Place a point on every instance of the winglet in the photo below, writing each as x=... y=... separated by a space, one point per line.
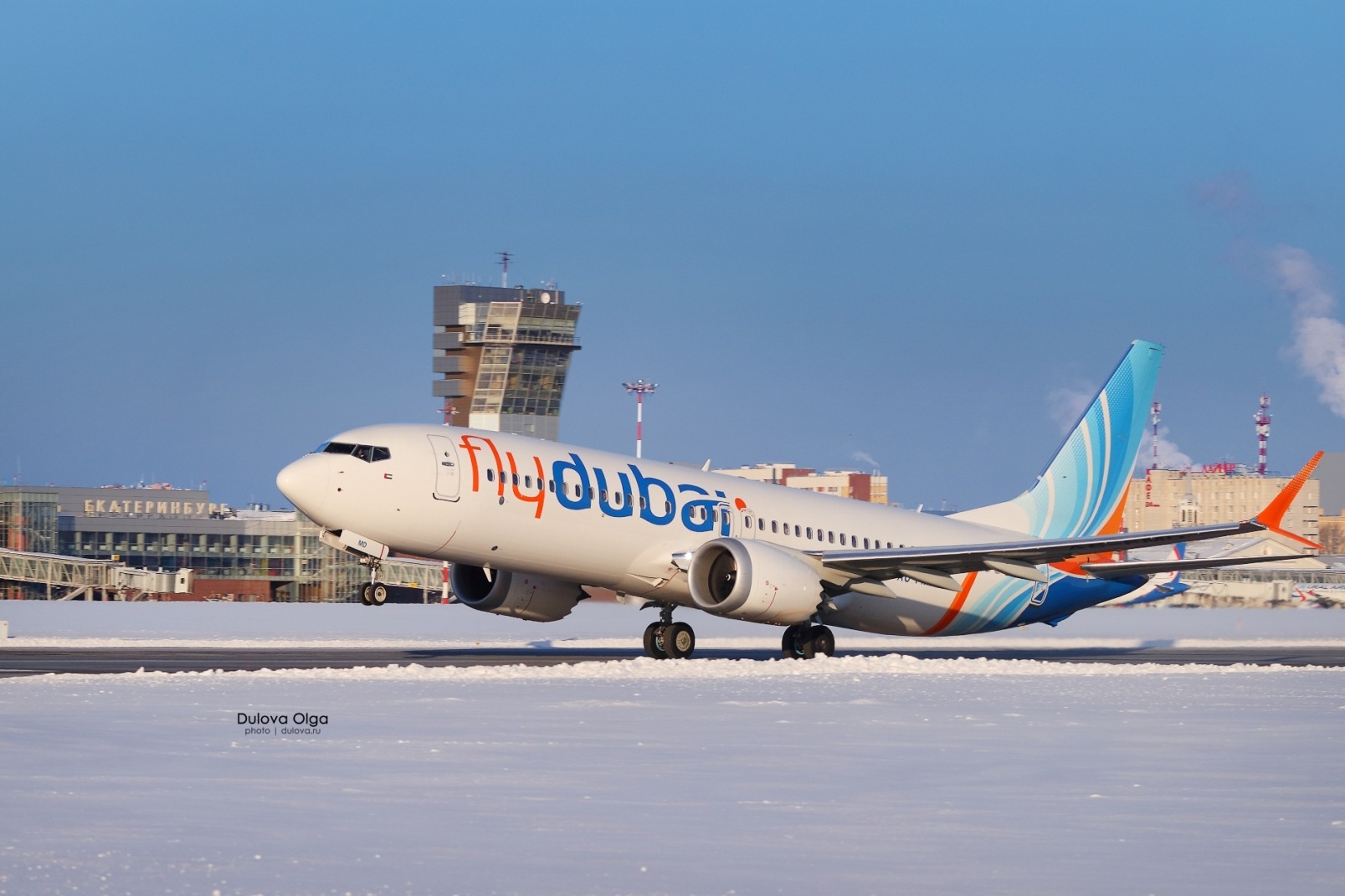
x=1278 y=506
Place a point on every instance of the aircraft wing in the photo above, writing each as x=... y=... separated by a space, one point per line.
x=937 y=564
x=1147 y=566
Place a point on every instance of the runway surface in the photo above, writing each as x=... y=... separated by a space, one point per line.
x=37 y=661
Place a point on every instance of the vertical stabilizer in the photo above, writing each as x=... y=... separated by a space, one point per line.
x=1085 y=484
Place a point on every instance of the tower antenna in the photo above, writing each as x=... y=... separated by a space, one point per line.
x=1262 y=433
x=639 y=387
x=1154 y=411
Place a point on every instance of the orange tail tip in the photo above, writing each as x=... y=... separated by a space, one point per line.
x=1274 y=513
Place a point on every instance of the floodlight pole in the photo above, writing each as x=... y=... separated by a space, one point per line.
x=639 y=387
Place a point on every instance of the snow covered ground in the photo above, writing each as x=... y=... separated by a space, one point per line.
x=702 y=776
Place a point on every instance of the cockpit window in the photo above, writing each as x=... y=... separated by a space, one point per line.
x=369 y=453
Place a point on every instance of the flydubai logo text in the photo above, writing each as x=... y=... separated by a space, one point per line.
x=574 y=486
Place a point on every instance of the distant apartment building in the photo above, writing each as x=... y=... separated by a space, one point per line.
x=844 y=484
x=502 y=356
x=1216 y=494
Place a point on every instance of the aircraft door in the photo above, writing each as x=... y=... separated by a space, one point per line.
x=447 y=478
x=726 y=522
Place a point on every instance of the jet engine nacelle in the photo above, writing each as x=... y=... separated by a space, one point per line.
x=507 y=593
x=753 y=581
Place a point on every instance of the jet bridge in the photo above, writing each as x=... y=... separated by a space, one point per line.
x=73 y=577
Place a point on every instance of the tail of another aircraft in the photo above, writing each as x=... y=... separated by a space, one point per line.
x=1083 y=489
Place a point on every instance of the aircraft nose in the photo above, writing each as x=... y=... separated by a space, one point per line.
x=304 y=482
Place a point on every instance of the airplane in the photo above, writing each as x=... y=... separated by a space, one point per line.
x=529 y=525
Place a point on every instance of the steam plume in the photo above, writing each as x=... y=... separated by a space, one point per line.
x=1318 y=336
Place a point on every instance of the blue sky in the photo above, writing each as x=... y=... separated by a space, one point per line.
x=901 y=232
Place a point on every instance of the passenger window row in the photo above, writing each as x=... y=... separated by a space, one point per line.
x=829 y=535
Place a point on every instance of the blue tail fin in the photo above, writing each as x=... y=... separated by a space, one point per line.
x=1081 y=489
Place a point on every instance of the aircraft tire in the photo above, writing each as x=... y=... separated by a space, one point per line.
x=822 y=641
x=654 y=641
x=678 y=641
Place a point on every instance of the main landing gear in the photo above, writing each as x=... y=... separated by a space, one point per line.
x=372 y=592
x=667 y=639
x=808 y=641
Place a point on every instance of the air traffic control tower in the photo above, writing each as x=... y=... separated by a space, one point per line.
x=503 y=356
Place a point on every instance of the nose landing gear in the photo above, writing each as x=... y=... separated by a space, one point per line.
x=372 y=592
x=666 y=639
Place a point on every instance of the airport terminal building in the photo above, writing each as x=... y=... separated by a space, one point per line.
x=236 y=555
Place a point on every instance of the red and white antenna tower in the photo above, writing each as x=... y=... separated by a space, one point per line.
x=1262 y=433
x=639 y=387
x=1153 y=415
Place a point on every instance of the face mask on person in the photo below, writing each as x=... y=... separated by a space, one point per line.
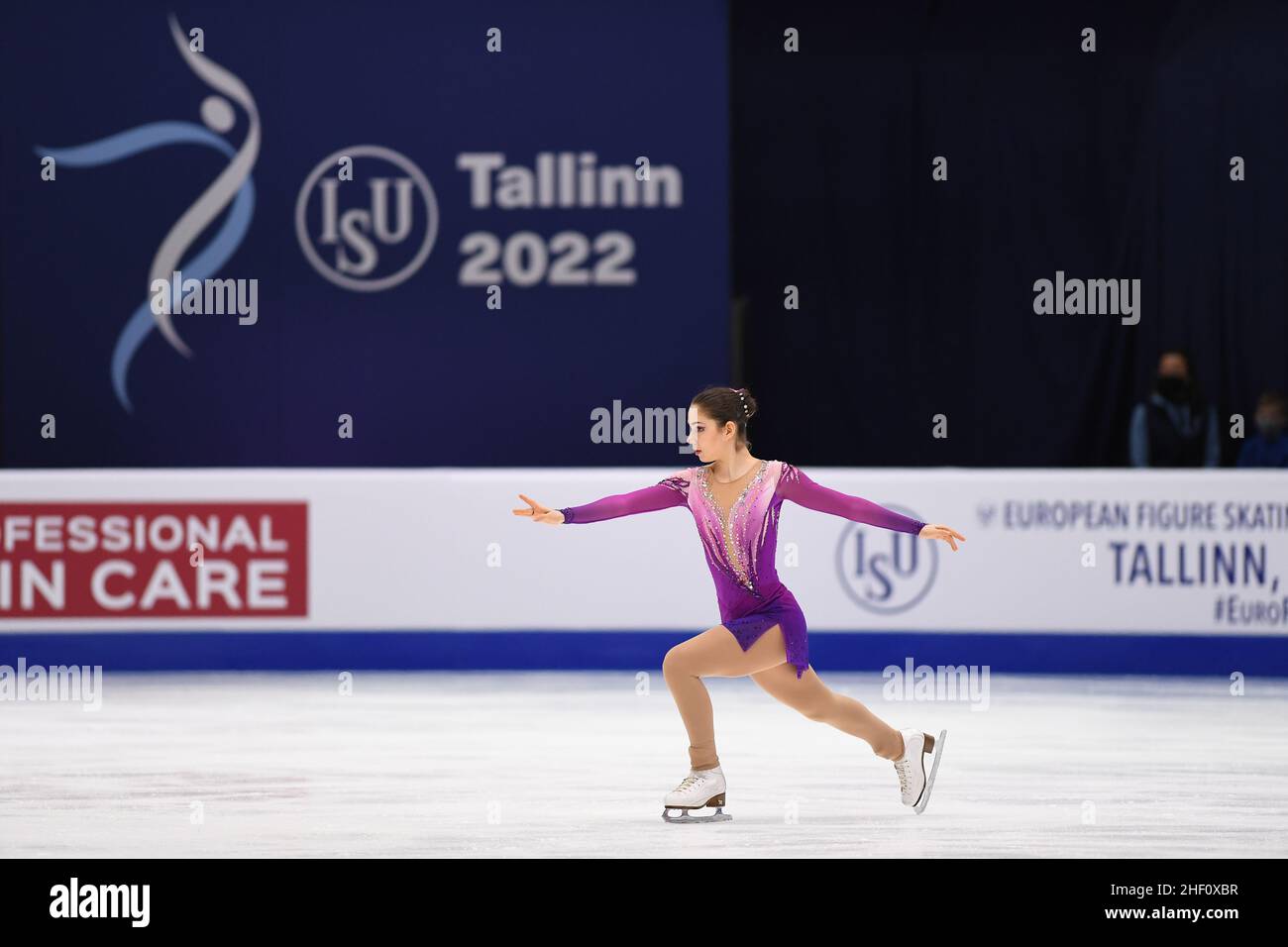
x=1173 y=388
x=1270 y=428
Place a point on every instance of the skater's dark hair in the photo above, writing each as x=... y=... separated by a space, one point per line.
x=724 y=405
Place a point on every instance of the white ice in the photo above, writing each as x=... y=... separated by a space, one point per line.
x=553 y=764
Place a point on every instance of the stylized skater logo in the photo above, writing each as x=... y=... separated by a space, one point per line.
x=233 y=185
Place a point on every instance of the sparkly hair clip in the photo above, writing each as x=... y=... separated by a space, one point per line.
x=741 y=393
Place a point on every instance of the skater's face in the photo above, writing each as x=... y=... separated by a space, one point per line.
x=1173 y=365
x=707 y=438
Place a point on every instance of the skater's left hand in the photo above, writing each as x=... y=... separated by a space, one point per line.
x=938 y=531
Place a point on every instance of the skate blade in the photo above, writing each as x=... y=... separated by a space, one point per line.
x=720 y=815
x=934 y=768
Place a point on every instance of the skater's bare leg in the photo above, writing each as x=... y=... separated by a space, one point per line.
x=713 y=654
x=816 y=701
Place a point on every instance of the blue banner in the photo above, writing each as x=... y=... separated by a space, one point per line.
x=374 y=235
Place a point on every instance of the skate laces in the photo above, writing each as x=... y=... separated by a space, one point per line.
x=902 y=770
x=691 y=780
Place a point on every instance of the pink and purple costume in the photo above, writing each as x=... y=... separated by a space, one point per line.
x=741 y=553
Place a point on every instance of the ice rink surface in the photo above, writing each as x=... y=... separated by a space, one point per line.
x=554 y=764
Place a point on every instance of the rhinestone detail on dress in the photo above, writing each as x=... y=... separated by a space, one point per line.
x=726 y=528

____________________

Write the entries above out again exactly, but not the pictures.

Place a point on every instance of the winglet in the photo below, writing each as x=... y=... separated by a space, one point per line.
x=1278 y=506
Place a point on every instance of the aircraft wing in the photo above, writing each as x=... y=... separated by a space, one point per line.
x=937 y=564
x=1147 y=566
Place a point on every instance of the runway surface in the photo above, writing each as x=... y=... separated by a space, one point per line.
x=37 y=661
Place a point on every instance of the vertical stabilizer in the photo above, writing each as x=... y=... separated by a space, one point per line.
x=1085 y=484
Place a point on every instance of the tower antenna in the photo above, writing each as x=... y=... separated by a space, one point per line.
x=1262 y=433
x=639 y=387
x=1154 y=411
Place a point on every instance of the orange tail tip in the photo above, writing each as x=... y=... separated by a space, one point per line.
x=1274 y=513
Place a point on every instance of the floodlight pole in the photo above, writing each as x=... y=... separated by a space, one point per line.
x=639 y=387
Place a point on every instance of the snow covered ground in the photo above, writing each as x=... y=... separated by a space, one point per line.
x=702 y=776
Place a point on every instance of the cockpit window in the photo above, writing each as x=... y=... separated by a space, one point per line.
x=369 y=453
Place a point on every instance of the flydubai logo text in the photo above, writing each as x=... y=... separated by a space, one point per line.
x=574 y=486
Place a point on every instance of the distant apartment building in the photo above, writing each as x=... y=... separated by a space, one point per line.
x=844 y=484
x=502 y=356
x=1216 y=494
Place a point on every instance of the aircraft door in the photo above, writing each as x=... y=... separated by a space, one point per line.
x=447 y=478
x=726 y=522
Place a point on every instance of the jet engine nacelle in the photo above, writing each as x=... y=... separated by a space, one point per line.
x=507 y=593
x=753 y=581
Place a point on every instance of the jet bridge in the photo above, writing each as x=... y=... separated by a space, one point per line.
x=73 y=577
Place a point on every instance of the tail of another aircraft in the photo above, writing each as x=... y=... separated by a space, one point per line.
x=1083 y=489
Place a point on every instance of the aircraft nose in the photo above, writing each as x=... y=... separated by a space, one point per line.
x=304 y=482
Place a point on every instance of the airplane in the photo above, writing each as x=... y=... separated by a space, one point per line.
x=529 y=525
Place a point on every instance of the steam plume in the photo above, writing each as x=... y=... separated by a space, one point per line.
x=1318 y=336
Place a point on every instance of the blue sky in the photo above, writing each as x=... y=... separated by a space, one point per line.
x=901 y=232
Place a point on every instance of the passenger window row in the photo above, writing each as x=... y=... separated by a space, one point per line.
x=829 y=535
Place a point on every instance of the blue tail fin in the photo above, writing each as x=... y=... separated by a space, one point per line.
x=1081 y=489
Place a point on every instance of the aircraft tire in the photo above, writing each as x=... y=... separated by a space, one point per line.
x=822 y=641
x=654 y=641
x=678 y=641
Place a point on every instance of the main landing gear in the photo above, writing each as x=... y=... separated by a space, one point per line.
x=372 y=592
x=667 y=639
x=808 y=641
Place a point on every instance of the air traffic control tower in the photo above, writing each as x=... y=... separated by a space, one point per line.
x=503 y=356
Place a point on every instance of the nose landing gear in the photo above, writing each as x=... y=... separated by a space, one point per line.
x=372 y=592
x=666 y=639
Place a point on every instance of the airport terminal building in the photo above, writing each as x=... y=... separated by a space, one point per line.
x=236 y=555
Place a point on every instance of the red and white antenna tower in the photo above, writing each as x=... y=... separated by a space, one point per line.
x=1262 y=433
x=639 y=387
x=1153 y=415
Place a point on every instance of the face mask on person in the photo below, writing each as x=... y=... separated by a space, one point per line.
x=1173 y=388
x=1270 y=428
Place a point on every instance of the skater's dark hair in the photo above, writing each as x=... y=... separated by a space, one point per line.
x=724 y=405
Place a point on every instance of the white ice in the photo above, writing each as x=... y=... separated by a space, one point per line.
x=553 y=764
Place a point on every instance of the stylized skater logo in the photo above, writing each as x=... y=... separated by a space, one point per line.
x=233 y=185
Place a point on every instance of the sparkly hair clip in the photo above, writing each as x=... y=... separated by a space, one point per line.
x=741 y=393
Place a point on every instance of the skater's face in the photo above, writing each as x=... y=... separated by a space, one point per line.
x=1173 y=365
x=707 y=438
Place a point on every instance of the skater's left hand in the photo above, writing each as x=... y=... separated by a space, one point per line.
x=938 y=531
Place a point on every instance of the skate blade in the photo above, writing each as x=... y=... separated by a space, one point per line.
x=720 y=815
x=934 y=768
Place a point on every instance of the skater's bare leg in the photo above, writing each as x=... y=... separated by a space, one point per line.
x=713 y=654
x=816 y=701
Place a point on every instance of the blue banner in the photo above, writing each as x=... y=... separated by a space, one point per line.
x=374 y=235
Place a point on every instance of the skate laces in the photo above, writing each as x=... y=... separated by a space, one point per line.
x=902 y=770
x=691 y=780
Place a point on every instance of the pink and purple costume in the photo above, writing each as x=... y=... separated by a space, one point per line.
x=741 y=553
Place a point on every instance of the ice rink surface in the photo above, writing each as x=... y=... separated by a space, one point per line.
x=554 y=764
Place a point on every instance of the rhinestone detail on dress in the photo above, writing each as x=... y=... separated by a space, one point per line.
x=726 y=528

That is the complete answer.